→ Task objective: Retype each record exactly.

Records contained in a dataset
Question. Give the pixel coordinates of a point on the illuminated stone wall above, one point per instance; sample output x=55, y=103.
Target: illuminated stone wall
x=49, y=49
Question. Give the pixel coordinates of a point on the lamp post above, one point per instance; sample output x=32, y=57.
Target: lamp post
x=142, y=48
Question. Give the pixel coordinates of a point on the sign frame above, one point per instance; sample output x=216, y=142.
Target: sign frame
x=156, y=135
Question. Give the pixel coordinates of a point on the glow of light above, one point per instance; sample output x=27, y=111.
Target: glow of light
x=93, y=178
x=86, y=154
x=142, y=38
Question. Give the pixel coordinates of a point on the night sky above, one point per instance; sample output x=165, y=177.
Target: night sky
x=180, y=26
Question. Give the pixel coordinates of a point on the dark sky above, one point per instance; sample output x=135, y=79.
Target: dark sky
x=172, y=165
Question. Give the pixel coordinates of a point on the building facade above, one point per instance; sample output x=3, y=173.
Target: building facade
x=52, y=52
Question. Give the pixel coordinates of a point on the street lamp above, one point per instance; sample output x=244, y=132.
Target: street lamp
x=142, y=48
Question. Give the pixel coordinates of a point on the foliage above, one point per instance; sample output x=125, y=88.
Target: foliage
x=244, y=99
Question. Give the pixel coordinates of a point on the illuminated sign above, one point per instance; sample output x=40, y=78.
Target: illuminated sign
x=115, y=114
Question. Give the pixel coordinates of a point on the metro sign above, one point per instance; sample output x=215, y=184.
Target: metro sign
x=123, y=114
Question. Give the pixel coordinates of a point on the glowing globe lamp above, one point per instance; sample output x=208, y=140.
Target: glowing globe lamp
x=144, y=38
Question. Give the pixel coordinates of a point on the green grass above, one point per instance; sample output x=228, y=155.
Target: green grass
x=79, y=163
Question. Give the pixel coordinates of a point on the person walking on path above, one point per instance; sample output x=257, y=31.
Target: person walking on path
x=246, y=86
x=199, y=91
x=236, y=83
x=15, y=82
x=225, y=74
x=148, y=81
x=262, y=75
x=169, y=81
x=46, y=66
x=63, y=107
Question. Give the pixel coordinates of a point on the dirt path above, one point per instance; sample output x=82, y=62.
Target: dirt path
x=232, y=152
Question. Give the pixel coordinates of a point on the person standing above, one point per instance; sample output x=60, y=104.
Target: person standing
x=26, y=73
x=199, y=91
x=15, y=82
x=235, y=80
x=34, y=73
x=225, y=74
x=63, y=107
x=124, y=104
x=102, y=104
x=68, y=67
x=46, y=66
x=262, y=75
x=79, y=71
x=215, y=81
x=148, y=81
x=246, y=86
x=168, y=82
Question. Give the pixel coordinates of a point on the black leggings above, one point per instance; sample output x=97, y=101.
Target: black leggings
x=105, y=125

→ Exercise response:
Question. Give the pixel coordinates of a point on the illuminated stone wall above, one point per instance; sample output x=55, y=103.
Target: illuminated stone wall
x=49, y=49
Question. Give the pixel coordinates of a point on the lamp post above, one point per instance; sample output x=32, y=57.
Target: lamp post
x=142, y=48
Question. Give the pixel coordinates of a point on the sign frame above, one point per instance; sample output x=216, y=142.
Target: sign frame
x=156, y=135
Question. Give the pixel coordinates of a point on the glow of light above, one point per instance; sample output x=27, y=111.
Target: glow of light
x=93, y=178
x=86, y=154
x=142, y=38
Question. Give the pixel coordinates of a point on the night sky above, one point per instance; sample output x=165, y=177.
Target: night sky
x=180, y=26
Question. Give the pixel coordinates of a point on the dark sky above, one point per instance; sample output x=135, y=79.
Target: dark sky
x=172, y=165
Question. Give the pixel coordinates of a point on the building facade above, one point per instance; sample output x=3, y=173.
Target: building facade
x=52, y=52
Question. Give the pixel coordinates of a point on the street lamp above, one point per instance; sample output x=244, y=132.
Target: street lamp
x=142, y=48
Question. Give the pixel coordinates of a point on the foliage above, one point per instance; sample output x=125, y=88.
Target: foliage
x=244, y=99
Question. Give the pixel coordinates of a point on the illuminated sign above, one point per instance; sample output x=40, y=78.
Target: illuminated sign
x=115, y=114
Question. Give the pixel coordinates of a point on the metro sign above, one point per instance; sample output x=215, y=184.
Target: metro sign
x=123, y=114
Question. Give the pixel coordinates of a point on the glowing globe lamp above, one point per instance; sample output x=208, y=140.
Target: glowing globe lamp
x=144, y=38
Question. Give the pixel coordinates of a point on the green grass above, one point per instance; sample output x=228, y=155.
Target: green grass
x=79, y=163
Question. Give the pixel coordinates of a point on the person walking on path above, one point per instance; sample output x=257, y=31.
Target: person walking on path
x=246, y=86
x=199, y=91
x=236, y=83
x=15, y=82
x=225, y=74
x=148, y=81
x=262, y=75
x=169, y=81
x=46, y=66
x=63, y=107
Question. Give the pixel coordinates of a point on the dirt path above, one point per instance; sample output x=82, y=62.
Target: dirt path
x=232, y=152
Question. Give the pixel coordinates of a point on the person standing above, one point per instance; sample output x=60, y=104.
Target: person standing
x=26, y=73
x=199, y=91
x=15, y=82
x=235, y=80
x=34, y=73
x=225, y=74
x=63, y=107
x=124, y=104
x=102, y=104
x=68, y=67
x=46, y=66
x=262, y=75
x=79, y=71
x=215, y=81
x=148, y=81
x=246, y=86
x=168, y=82
Question. Give the pixel coordinates of a point on the black leggings above, one point per instance; sample output x=97, y=101.
Target: black leggings
x=105, y=125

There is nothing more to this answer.